__AIM OF THE TASK__.
Copy out every line of the entries that contains the string "water", matching case exactly.

__EXCERPTED DATA__.
%%

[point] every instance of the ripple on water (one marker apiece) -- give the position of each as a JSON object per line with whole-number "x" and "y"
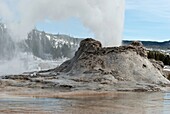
{"x": 124, "y": 103}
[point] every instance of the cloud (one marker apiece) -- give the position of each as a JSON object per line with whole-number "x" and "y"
{"x": 153, "y": 7}
{"x": 104, "y": 18}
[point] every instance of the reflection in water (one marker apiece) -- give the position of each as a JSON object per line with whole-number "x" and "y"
{"x": 120, "y": 103}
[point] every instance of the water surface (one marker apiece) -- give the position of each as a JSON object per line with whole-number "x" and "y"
{"x": 118, "y": 103}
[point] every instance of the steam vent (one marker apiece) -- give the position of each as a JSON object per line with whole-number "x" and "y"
{"x": 124, "y": 68}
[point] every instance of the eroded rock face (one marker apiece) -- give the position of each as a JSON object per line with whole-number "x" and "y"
{"x": 124, "y": 68}
{"x": 115, "y": 64}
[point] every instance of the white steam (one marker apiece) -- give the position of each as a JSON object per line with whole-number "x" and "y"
{"x": 105, "y": 18}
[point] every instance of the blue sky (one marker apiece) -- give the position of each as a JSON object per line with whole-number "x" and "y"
{"x": 147, "y": 20}
{"x": 144, "y": 20}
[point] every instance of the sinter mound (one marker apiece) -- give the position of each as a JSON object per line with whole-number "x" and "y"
{"x": 124, "y": 68}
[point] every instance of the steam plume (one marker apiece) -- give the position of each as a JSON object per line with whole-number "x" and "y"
{"x": 105, "y": 18}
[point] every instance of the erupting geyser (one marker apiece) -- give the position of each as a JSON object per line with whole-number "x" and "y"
{"x": 104, "y": 18}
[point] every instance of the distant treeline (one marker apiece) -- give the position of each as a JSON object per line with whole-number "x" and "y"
{"x": 159, "y": 56}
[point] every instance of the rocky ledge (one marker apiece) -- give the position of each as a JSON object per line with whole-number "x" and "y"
{"x": 124, "y": 68}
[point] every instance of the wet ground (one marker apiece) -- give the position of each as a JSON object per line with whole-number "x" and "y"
{"x": 114, "y": 103}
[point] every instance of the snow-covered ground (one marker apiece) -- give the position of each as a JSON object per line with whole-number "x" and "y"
{"x": 26, "y": 62}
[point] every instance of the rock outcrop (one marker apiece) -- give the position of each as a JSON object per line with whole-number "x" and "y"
{"x": 124, "y": 68}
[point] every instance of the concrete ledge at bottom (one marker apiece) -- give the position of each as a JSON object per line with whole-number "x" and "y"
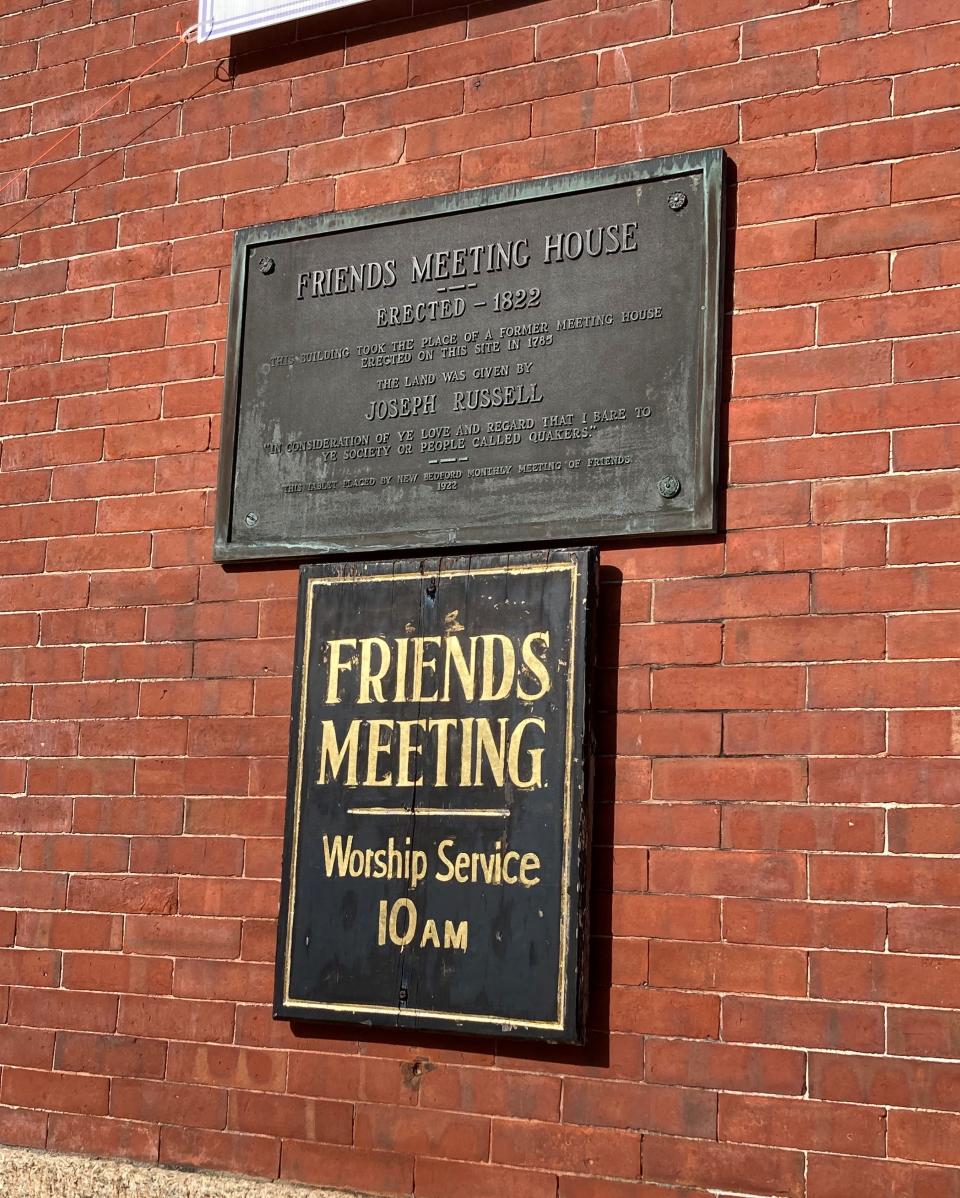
{"x": 32, "y": 1173}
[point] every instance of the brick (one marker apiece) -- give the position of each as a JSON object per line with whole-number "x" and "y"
{"x": 927, "y": 448}
{"x": 788, "y": 328}
{"x": 892, "y": 497}
{"x": 108, "y": 1054}
{"x": 803, "y": 924}
{"x": 438, "y": 138}
{"x": 777, "y": 243}
{"x": 731, "y": 1166}
{"x": 790, "y": 1123}
{"x": 887, "y": 228}
{"x": 106, "y": 1137}
{"x": 672, "y": 131}
{"x": 478, "y": 1091}
{"x": 898, "y": 53}
{"x": 637, "y": 1106}
{"x": 725, "y": 967}
{"x": 122, "y": 894}
{"x": 804, "y": 732}
{"x": 480, "y": 55}
{"x": 804, "y": 1024}
{"x": 702, "y": 14}
{"x": 816, "y": 108}
{"x": 924, "y": 830}
{"x": 639, "y": 23}
{"x": 73, "y": 854}
{"x": 666, "y": 733}
{"x": 742, "y": 80}
{"x": 925, "y": 266}
{"x": 729, "y": 780}
{"x": 749, "y": 875}
{"x": 883, "y": 879}
{"x": 73, "y": 1010}
{"x": 804, "y": 639}
{"x": 931, "y": 357}
{"x": 918, "y": 1033}
{"x": 923, "y": 733}
{"x": 54, "y": 1091}
{"x": 729, "y": 687}
{"x": 718, "y": 598}
{"x": 885, "y": 1081}
{"x": 380, "y": 147}
{"x": 175, "y": 1018}
{"x": 385, "y": 1172}
{"x": 200, "y": 1148}
{"x": 891, "y": 780}
{"x": 647, "y": 823}
{"x": 291, "y": 1118}
{"x": 430, "y": 1132}
{"x": 928, "y": 177}
{"x": 809, "y": 457}
{"x": 28, "y": 1047}
{"x": 567, "y": 1149}
{"x": 225, "y": 1065}
{"x": 668, "y": 917}
{"x": 187, "y": 854}
{"x": 779, "y": 374}
{"x": 924, "y": 930}
{"x": 438, "y": 1179}
{"x": 885, "y": 684}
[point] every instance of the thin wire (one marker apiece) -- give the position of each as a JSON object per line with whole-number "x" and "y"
{"x": 182, "y": 37}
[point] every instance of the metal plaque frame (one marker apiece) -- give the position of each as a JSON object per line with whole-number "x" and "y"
{"x": 695, "y": 512}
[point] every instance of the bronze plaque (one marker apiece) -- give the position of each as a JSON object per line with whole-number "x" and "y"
{"x": 529, "y": 362}
{"x": 436, "y": 820}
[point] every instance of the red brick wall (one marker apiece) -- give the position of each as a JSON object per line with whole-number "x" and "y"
{"x": 776, "y": 964}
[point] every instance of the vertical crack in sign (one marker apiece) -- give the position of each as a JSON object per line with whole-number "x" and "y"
{"x": 436, "y": 822}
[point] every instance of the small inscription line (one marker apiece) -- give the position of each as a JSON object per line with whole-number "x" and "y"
{"x": 485, "y": 812}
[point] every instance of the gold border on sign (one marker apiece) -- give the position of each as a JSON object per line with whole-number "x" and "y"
{"x": 566, "y": 899}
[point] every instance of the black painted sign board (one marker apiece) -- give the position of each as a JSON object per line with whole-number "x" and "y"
{"x": 436, "y": 820}
{"x": 531, "y": 362}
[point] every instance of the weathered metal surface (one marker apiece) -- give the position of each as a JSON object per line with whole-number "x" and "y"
{"x": 436, "y": 821}
{"x": 527, "y": 362}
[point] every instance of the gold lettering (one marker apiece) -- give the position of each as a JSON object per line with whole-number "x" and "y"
{"x": 373, "y": 679}
{"x": 536, "y": 756}
{"x": 490, "y": 693}
{"x": 332, "y": 755}
{"x": 535, "y": 665}
{"x": 406, "y": 749}
{"x": 422, "y": 664}
{"x": 375, "y": 749}
{"x": 466, "y": 673}
{"x": 489, "y": 749}
{"x": 337, "y": 666}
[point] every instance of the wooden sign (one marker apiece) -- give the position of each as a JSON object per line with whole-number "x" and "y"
{"x": 436, "y": 821}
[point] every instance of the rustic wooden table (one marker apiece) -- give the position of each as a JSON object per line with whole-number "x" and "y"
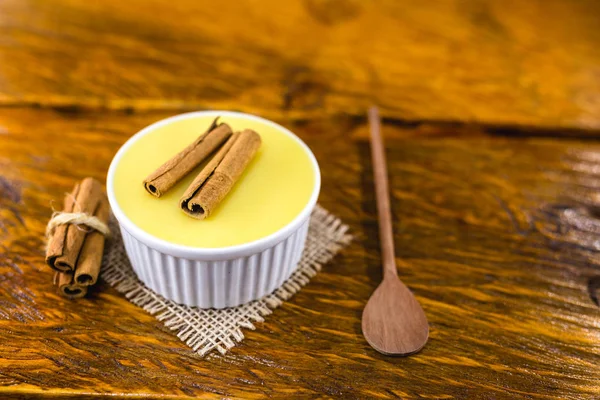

%%

__EXPECTED ANSWER__.
[point] every instance of the ripple on water (one marker apiece) -- give the position of each as a JSON object per line with whole-number "x" and "y"
[point] every instance of the reflection in water (one marker apiece) -- give the position of each as a JSON object per line with whole-number "x" and "y"
[point] every instance of the water surface (one marker apiece) -- give the position of each as a JSON object per line with whole-number "x" and "y"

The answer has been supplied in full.